RECORD SET.
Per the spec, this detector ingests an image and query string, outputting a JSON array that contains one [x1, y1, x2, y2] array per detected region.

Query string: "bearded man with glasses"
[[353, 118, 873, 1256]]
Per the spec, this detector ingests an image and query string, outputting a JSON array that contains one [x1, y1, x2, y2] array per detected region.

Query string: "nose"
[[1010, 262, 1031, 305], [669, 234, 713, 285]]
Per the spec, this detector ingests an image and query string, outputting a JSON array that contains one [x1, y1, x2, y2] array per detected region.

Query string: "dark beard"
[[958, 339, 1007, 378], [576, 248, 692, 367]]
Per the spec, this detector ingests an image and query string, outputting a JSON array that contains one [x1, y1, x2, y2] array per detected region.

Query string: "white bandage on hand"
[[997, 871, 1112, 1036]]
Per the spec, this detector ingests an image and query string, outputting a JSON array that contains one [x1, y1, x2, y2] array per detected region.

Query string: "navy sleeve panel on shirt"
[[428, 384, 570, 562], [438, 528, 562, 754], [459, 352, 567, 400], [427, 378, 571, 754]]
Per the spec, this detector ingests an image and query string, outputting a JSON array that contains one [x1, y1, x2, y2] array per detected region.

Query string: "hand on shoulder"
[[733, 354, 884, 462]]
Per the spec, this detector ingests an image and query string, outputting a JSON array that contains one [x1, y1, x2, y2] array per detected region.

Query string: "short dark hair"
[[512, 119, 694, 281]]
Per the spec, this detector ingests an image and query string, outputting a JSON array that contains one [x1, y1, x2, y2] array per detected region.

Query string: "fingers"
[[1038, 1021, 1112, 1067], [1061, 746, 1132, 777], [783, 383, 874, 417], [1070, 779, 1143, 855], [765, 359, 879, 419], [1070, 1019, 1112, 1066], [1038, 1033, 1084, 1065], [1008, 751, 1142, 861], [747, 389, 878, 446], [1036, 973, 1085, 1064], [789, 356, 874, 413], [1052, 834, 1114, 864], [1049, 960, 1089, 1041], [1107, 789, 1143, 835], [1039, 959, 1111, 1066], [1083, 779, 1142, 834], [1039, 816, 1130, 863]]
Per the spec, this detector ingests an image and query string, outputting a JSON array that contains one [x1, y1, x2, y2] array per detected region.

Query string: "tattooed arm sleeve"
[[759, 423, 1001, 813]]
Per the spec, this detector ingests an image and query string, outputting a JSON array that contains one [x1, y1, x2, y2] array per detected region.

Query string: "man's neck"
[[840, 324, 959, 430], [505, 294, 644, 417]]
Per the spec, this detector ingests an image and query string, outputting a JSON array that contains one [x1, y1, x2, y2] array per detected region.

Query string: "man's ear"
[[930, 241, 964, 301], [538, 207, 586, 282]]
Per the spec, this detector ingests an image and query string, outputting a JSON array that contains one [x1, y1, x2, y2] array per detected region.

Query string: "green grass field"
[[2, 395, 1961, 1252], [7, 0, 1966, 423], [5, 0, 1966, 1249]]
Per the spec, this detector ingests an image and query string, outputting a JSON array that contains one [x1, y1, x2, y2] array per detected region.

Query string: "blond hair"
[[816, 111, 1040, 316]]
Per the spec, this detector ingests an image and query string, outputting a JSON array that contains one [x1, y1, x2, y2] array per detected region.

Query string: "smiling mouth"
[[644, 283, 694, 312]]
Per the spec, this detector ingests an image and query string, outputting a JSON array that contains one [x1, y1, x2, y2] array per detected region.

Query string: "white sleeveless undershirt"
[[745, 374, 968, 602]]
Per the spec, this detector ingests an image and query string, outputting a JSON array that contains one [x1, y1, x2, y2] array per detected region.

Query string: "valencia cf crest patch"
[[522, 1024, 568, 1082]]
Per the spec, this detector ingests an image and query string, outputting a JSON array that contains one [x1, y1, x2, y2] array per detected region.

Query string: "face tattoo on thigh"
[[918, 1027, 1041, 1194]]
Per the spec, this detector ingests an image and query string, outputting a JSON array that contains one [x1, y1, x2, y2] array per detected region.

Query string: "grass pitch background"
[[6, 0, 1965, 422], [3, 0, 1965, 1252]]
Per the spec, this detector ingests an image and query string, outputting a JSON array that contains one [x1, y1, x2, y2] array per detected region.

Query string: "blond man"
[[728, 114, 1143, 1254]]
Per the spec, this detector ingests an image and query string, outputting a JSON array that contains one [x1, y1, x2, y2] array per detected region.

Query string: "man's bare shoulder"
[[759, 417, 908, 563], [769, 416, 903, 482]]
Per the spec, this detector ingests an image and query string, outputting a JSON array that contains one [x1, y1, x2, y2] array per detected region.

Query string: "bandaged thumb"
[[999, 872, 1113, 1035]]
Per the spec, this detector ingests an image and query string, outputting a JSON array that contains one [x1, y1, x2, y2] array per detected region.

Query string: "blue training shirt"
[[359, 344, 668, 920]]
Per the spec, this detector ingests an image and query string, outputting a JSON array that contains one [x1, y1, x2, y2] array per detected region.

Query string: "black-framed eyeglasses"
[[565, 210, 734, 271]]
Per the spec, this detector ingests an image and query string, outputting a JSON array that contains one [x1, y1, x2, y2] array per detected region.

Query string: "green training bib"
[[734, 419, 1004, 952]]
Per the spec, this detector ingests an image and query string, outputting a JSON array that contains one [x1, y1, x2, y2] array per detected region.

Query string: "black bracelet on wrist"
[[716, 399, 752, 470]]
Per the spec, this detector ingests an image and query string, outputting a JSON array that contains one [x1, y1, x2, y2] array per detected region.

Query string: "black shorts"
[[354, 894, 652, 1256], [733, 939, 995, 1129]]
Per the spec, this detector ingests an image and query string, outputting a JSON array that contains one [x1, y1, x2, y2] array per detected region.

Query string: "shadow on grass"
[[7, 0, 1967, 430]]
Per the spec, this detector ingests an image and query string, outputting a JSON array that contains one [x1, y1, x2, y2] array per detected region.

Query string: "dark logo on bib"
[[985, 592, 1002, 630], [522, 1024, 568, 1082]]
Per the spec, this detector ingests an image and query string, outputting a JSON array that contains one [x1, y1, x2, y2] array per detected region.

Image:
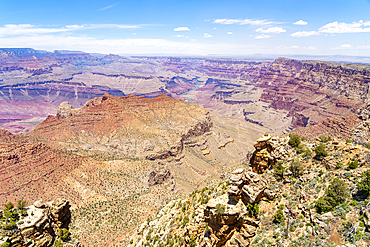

PROBLEM STATEMENT. Write every entry out again exactly, images omitted.

WRITTEN SOLUTION.
Per the spec, this detector ingests an image and query string, outputting a JSON array that contains one [x1, y1, x2, y2] array per detected region.

Query string: "bearded man with glasses"
[[353, 118, 873, 1256]]
Per the spec, this detector ingests an image and query string, outputting a JSON array that contains one [x1, y1, x2, y2] array per detected region.

Query string: "nose"
[[1010, 262, 1031, 305], [669, 234, 713, 285]]
Per the spec, this detector ingests an image and query string, outputting a JSON array that contains one [x1, y1, x2, y2] array per detected region.

Query string: "dark beard"
[[958, 339, 1007, 378], [576, 248, 692, 367]]
Per the spec, this detector ingests an image and query string, outputting a JSON array that contains one [x1, y1, x2, y2] array per detected region.

Query string: "white bandage on hand"
[[997, 871, 1112, 1036]]
Per the spec, this detector ingests an image and query string, outputting a JSON array that contains one [x1, y1, x2, y2] array per detected region.

Query string: "navy sleeve panel on shirt"
[[428, 384, 570, 562], [438, 528, 562, 754], [459, 352, 567, 400], [427, 378, 571, 754]]
Per the spec, this detector ingests an image and query string, outputting a JSON array that contains one [x1, y1, x2, y2] array per detected region.

Query string: "hand on shoulder"
[[733, 354, 884, 462]]
Per the spec, this detector ingests an image and query string, outputting a JSON array that contains one [x1, y1, x2, y2] array per detected region.

Query string: "short dark hair"
[[512, 119, 694, 281]]
Per the spec, this detector ingests an image and query string, outputting a JSON array that contains one [x1, y1, x2, y2] array per detected region.

Query string: "fingers"
[[1038, 1021, 1112, 1067], [1061, 746, 1132, 777], [783, 383, 874, 417], [1070, 779, 1143, 855], [765, 359, 879, 419], [1070, 1019, 1112, 1066], [1038, 1033, 1084, 1065], [1008, 751, 1142, 861], [747, 389, 878, 446], [1036, 973, 1085, 1064], [789, 356, 874, 413], [1052, 834, 1114, 864], [1049, 960, 1089, 1041], [1107, 789, 1143, 835], [1039, 959, 1111, 1066], [1083, 779, 1142, 834], [1039, 816, 1130, 863]]
Per the spec, this detector ingests an image and query string, outputting a JSON array that contains one [x1, y1, x2, y2] array per detected region.

Query string: "tattooed arm sleeve"
[[759, 423, 1001, 813]]
Per the spec, this detector ingests an image and query string, outputting a JSON array that contains one [x1, y1, x2, y2] array per detected region.

Query string: "man's neck"
[[840, 324, 959, 430], [505, 294, 644, 417]]
Per the spec, this detector ingests an image and query string, outputting a JSON array that contains one [x1, y1, x2, y2] array per detected region.

Query string: "man's ear"
[[930, 241, 964, 301], [538, 207, 586, 282]]
Per the spec, this detector ingests an image and query string, outputting a JSON array that contains one [x1, y1, x2, y2] array per detected region.

Query string: "green grass field"
[[2, 395, 1961, 1252], [7, 0, 1966, 423], [5, 0, 1966, 1249]]
Per the spec, this detector ingests an image and query string, outputting a JSON array that contains one [x1, y1, x2, y2] array per detected region.

Query string: "blond hair"
[[816, 111, 1040, 316]]
Per the spec, this detector ingests an image and query string, outputting a JSON array that contains one [x1, y1, x2, y2] array per detected region.

Query string: "smiling mouth"
[[644, 283, 694, 312]]
Per the spec, this detector ingests an image and query string, outputting a JSON array that contains one [x1, y1, x2, y2] array per detected region.

Query string: "white sleeveless undershirt"
[[745, 374, 968, 602]]
Per the spec, this detector ingests an image and query string, outputting a JSON array that contains one [x1, y1, x2, y2] array per detected region.

Query string: "valencia cf crest patch"
[[522, 1024, 568, 1082]]
Per the spec, this detector ingests an image and query string, outputting a JSON array that contains one [x1, y1, x2, y2] array per detected region.

Query string: "face tattoo on thigh"
[[918, 1027, 1041, 1194]]
Per the spec, this detector ingests an image and query string, outputting a JSON array that contains one [x1, y1, x2, y2] array per detected region.

Query string: "grass pitch background"
[[6, 0, 1965, 422], [3, 0, 1965, 1252]]
Per the spec, this detector ingests an image and query string, outputting a JSON array that contains one [x1, y1, x2, y2] array per detected region.

Query string: "blond man"
[[728, 114, 1143, 1254]]
Per the spec, this detector ingests an image and query string, outputting a JSON array that contains one [x1, y1, x2, y2] array per detected region.

Query string: "man's bare shoulder"
[[759, 417, 908, 563], [769, 416, 903, 482]]
Per the spec, this detector ingests an image and query string, outputting a JSON array that contains one [x1, y1, x2, y2] array per detected region.

Query string: "bandaged thumb"
[[999, 872, 1113, 1035]]
Per the spec, this detector ingests an image and query string, outputting a JSON array that contains one [x1, y1, x2, y2] array per detected region.

Query string: "blue training shirt"
[[359, 344, 668, 920]]
Per the spec, this detector ingests an image and query string, outputting a JSON array that contains one [x1, y1, x2, y2] array per detected region.

Query string: "black-framed eyeglasses"
[[565, 210, 734, 271]]
Per the spec, this detector ingests an image and query string, outputting a JSON array that contains one [x1, y1, x2, y2] array per detected region.

Query string: "green training bib"
[[734, 419, 1004, 952]]
Per the spec, this detector ingests an image and query string, outputting a JSON array that contains one [x1, y1, x2, y2] array per detected region.

Query string: "black bracelet on wrist"
[[716, 399, 752, 470]]
Per the spec, this detector ingests an image and query string, outputting a JSON array that contains one [x1, y1, x2, y2] array per detected region.

Query string: "black shorts"
[[354, 894, 652, 1256], [733, 939, 995, 1129]]
Per the spec, this detector ingests an image and query string, outputting a JSON array that contains one [x1, y1, x2, y2] array per detected region.

Query string: "shadow on grass"
[[7, 0, 1967, 430]]
Per the spec, this detector ingests an image and query string, outputting a JSON array that contains one [x1, y1, x2, y2] array per detected region.

Query string: "dark logo on bib"
[[985, 592, 1002, 630], [522, 1024, 568, 1082]]
Per the spec, this detector ingests an image and query string, outputting a JSON array that contains one [x1, y1, x2, y2] array per detected region.

Image:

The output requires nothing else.